TASK PROMPT. Exact output of all the records is required.

Spatial localization data.
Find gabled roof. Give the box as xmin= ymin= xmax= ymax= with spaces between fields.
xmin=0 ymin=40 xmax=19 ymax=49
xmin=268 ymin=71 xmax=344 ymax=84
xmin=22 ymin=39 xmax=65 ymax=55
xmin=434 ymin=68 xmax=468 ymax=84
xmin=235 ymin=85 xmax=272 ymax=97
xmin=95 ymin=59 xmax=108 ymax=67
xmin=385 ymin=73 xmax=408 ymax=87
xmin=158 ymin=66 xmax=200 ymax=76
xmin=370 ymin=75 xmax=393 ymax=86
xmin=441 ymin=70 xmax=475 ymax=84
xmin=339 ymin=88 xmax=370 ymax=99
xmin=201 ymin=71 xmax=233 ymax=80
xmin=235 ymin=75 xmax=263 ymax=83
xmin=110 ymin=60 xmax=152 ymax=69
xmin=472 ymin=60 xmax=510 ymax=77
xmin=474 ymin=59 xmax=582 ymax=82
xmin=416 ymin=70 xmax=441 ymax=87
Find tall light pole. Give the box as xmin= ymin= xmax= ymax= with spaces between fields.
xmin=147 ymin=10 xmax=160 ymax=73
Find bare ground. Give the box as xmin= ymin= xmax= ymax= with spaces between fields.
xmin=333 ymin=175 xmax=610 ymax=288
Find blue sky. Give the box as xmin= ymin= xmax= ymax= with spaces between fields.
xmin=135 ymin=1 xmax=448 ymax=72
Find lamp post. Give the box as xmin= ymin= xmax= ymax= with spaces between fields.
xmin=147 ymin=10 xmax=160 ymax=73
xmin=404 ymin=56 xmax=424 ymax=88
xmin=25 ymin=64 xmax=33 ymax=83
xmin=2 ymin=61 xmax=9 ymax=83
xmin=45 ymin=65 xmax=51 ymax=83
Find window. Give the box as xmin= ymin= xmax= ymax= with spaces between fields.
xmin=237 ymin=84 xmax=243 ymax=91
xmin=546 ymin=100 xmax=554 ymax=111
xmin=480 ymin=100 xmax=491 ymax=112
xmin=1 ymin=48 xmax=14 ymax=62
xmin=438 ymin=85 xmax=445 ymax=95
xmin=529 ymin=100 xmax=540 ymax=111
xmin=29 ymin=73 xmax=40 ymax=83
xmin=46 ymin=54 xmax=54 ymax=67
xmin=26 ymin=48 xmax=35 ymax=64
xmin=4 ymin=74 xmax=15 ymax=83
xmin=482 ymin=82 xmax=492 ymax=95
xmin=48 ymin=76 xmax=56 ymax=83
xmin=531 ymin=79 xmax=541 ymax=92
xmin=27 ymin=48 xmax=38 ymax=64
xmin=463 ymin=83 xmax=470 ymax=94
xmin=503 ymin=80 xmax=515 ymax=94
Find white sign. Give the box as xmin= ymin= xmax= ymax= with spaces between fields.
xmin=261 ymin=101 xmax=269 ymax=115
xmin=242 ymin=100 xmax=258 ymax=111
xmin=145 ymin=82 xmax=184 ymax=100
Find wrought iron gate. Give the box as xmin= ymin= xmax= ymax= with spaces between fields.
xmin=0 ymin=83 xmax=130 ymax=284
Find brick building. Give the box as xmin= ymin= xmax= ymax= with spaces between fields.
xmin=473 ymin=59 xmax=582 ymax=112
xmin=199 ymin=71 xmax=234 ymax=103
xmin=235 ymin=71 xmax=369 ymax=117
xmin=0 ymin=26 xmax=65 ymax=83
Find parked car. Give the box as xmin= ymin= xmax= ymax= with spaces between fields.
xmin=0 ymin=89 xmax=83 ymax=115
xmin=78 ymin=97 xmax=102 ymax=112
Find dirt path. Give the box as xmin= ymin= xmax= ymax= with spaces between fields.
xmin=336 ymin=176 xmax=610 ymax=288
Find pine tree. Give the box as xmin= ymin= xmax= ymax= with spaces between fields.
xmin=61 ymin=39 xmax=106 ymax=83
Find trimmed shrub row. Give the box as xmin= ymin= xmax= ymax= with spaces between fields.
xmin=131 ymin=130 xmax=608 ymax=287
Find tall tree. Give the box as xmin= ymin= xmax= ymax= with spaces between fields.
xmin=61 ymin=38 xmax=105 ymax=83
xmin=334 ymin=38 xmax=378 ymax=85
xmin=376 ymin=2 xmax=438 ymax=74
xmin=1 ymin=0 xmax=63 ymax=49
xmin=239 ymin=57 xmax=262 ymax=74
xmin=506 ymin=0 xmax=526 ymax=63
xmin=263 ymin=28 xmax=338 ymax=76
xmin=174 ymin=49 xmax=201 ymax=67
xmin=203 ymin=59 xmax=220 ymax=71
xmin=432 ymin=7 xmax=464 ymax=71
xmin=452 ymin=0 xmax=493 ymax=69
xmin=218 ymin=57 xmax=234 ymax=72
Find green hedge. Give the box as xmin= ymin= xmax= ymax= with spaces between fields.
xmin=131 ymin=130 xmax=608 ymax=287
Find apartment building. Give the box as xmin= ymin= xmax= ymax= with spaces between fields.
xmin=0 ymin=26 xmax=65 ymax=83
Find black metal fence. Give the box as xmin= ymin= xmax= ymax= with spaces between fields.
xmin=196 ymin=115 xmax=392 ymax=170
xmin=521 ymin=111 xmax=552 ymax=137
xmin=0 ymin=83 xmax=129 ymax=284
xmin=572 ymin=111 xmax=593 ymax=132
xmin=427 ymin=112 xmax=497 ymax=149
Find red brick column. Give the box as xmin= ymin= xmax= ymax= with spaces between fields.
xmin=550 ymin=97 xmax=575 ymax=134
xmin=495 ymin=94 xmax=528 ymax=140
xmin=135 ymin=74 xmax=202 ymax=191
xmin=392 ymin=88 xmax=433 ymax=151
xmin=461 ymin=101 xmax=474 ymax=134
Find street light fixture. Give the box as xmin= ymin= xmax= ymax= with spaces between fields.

WRITTEN SOLUTION.
Find gabled roof. Give the box as xmin= ymin= xmax= ymax= with spaces between fields.
xmin=0 ymin=40 xmax=19 ymax=49
xmin=268 ymin=71 xmax=344 ymax=84
xmin=22 ymin=39 xmax=65 ymax=55
xmin=434 ymin=68 xmax=468 ymax=84
xmin=235 ymin=85 xmax=272 ymax=97
xmin=95 ymin=59 xmax=108 ymax=67
xmin=385 ymin=73 xmax=408 ymax=87
xmin=158 ymin=66 xmax=200 ymax=76
xmin=370 ymin=75 xmax=393 ymax=86
xmin=441 ymin=70 xmax=475 ymax=84
xmin=339 ymin=88 xmax=370 ymax=99
xmin=201 ymin=71 xmax=233 ymax=80
xmin=235 ymin=75 xmax=263 ymax=83
xmin=110 ymin=60 xmax=152 ymax=69
xmin=472 ymin=60 xmax=510 ymax=77
xmin=474 ymin=59 xmax=582 ymax=82
xmin=416 ymin=70 xmax=441 ymax=87
Find tall light pole. Give the box as xmin= ymin= xmax= ymax= with spaces between fields.
xmin=147 ymin=10 xmax=160 ymax=73
Find bare ground. Give the box as xmin= ymin= xmax= ymax= with spaces between fields.
xmin=333 ymin=175 xmax=610 ymax=288
Find blue sky. Give the box as xmin= ymin= xmax= ymax= with spaces between fields.
xmin=135 ymin=1 xmax=448 ymax=72
Find lamp post. Give the box as xmin= ymin= xmax= ymax= with spaces between fields.
xmin=147 ymin=10 xmax=160 ymax=73
xmin=404 ymin=56 xmax=424 ymax=88
xmin=25 ymin=64 xmax=33 ymax=83
xmin=2 ymin=61 xmax=9 ymax=83
xmin=45 ymin=65 xmax=51 ymax=83
Find window. Give the box as xmin= ymin= xmax= ymax= with spaces between fields.
xmin=237 ymin=84 xmax=243 ymax=91
xmin=546 ymin=100 xmax=554 ymax=111
xmin=480 ymin=100 xmax=491 ymax=112
xmin=1 ymin=48 xmax=14 ymax=62
xmin=438 ymin=85 xmax=445 ymax=95
xmin=529 ymin=100 xmax=540 ymax=111
xmin=29 ymin=73 xmax=40 ymax=83
xmin=46 ymin=54 xmax=54 ymax=67
xmin=26 ymin=48 xmax=35 ymax=64
xmin=4 ymin=74 xmax=15 ymax=83
xmin=482 ymin=82 xmax=492 ymax=95
xmin=48 ymin=76 xmax=56 ymax=83
xmin=531 ymin=79 xmax=541 ymax=92
xmin=27 ymin=48 xmax=38 ymax=64
xmin=463 ymin=83 xmax=470 ymax=94
xmin=503 ymin=80 xmax=515 ymax=94
Find white sign. Give the box as xmin= ymin= xmax= ymax= with spaces between fields.
xmin=261 ymin=101 xmax=269 ymax=115
xmin=242 ymin=100 xmax=258 ymax=111
xmin=145 ymin=82 xmax=184 ymax=100
Find wrought iron gate. Give the box as xmin= ymin= xmax= ymax= with spaces between fields.
xmin=0 ymin=83 xmax=130 ymax=284
Find brick building. Give the box as xmin= ymin= xmax= ymax= with spaces between fields.
xmin=473 ymin=59 xmax=582 ymax=112
xmin=199 ymin=71 xmax=234 ymax=103
xmin=235 ymin=71 xmax=369 ymax=117
xmin=0 ymin=26 xmax=65 ymax=83
Find parked car. Give the box as xmin= ymin= xmax= ymax= with spaces between fields.
xmin=0 ymin=89 xmax=83 ymax=115
xmin=78 ymin=97 xmax=102 ymax=112
Find dirt path. Give the box as xmin= ymin= xmax= ymax= with spaces between fields.
xmin=336 ymin=176 xmax=610 ymax=288
Find pine tree. Give the box as xmin= ymin= xmax= ymax= with spaces between fields.
xmin=61 ymin=39 xmax=106 ymax=83
Find trimmed shrub row. Give the box as xmin= ymin= xmax= ymax= with spaces between fields.
xmin=131 ymin=130 xmax=608 ymax=287
Find tall tree. Give the box as xmin= ymin= xmax= ymax= with spaces between fields.
xmin=61 ymin=38 xmax=105 ymax=83
xmin=334 ymin=38 xmax=378 ymax=85
xmin=376 ymin=2 xmax=438 ymax=74
xmin=1 ymin=0 xmax=63 ymax=49
xmin=239 ymin=57 xmax=262 ymax=74
xmin=506 ymin=0 xmax=526 ymax=63
xmin=263 ymin=28 xmax=338 ymax=76
xmin=174 ymin=49 xmax=201 ymax=67
xmin=203 ymin=59 xmax=220 ymax=71
xmin=432 ymin=7 xmax=464 ymax=71
xmin=452 ymin=0 xmax=493 ymax=69
xmin=218 ymin=57 xmax=234 ymax=72
Find green hedge. Give the box as xmin= ymin= xmax= ymax= with spaces between fields.
xmin=131 ymin=130 xmax=608 ymax=287
Find apartment building. Give the box as xmin= ymin= xmax= ymax= with spaces between fields.
xmin=0 ymin=26 xmax=65 ymax=83
Find black metal fence. Give the box as xmin= ymin= xmax= ymax= with spaces between fields.
xmin=196 ymin=115 xmax=392 ymax=170
xmin=521 ymin=111 xmax=552 ymax=137
xmin=0 ymin=83 xmax=129 ymax=284
xmin=572 ymin=111 xmax=593 ymax=132
xmin=427 ymin=112 xmax=497 ymax=149
Find red brick column. Give the box as xmin= ymin= xmax= ymax= with spaces between fields.
xmin=550 ymin=97 xmax=575 ymax=134
xmin=495 ymin=94 xmax=528 ymax=140
xmin=135 ymin=74 xmax=202 ymax=191
xmin=392 ymin=88 xmax=433 ymax=151
xmin=461 ymin=101 xmax=474 ymax=134
Find street light fixture. Give the box as xmin= ymin= xmax= ymax= with spaces between fields.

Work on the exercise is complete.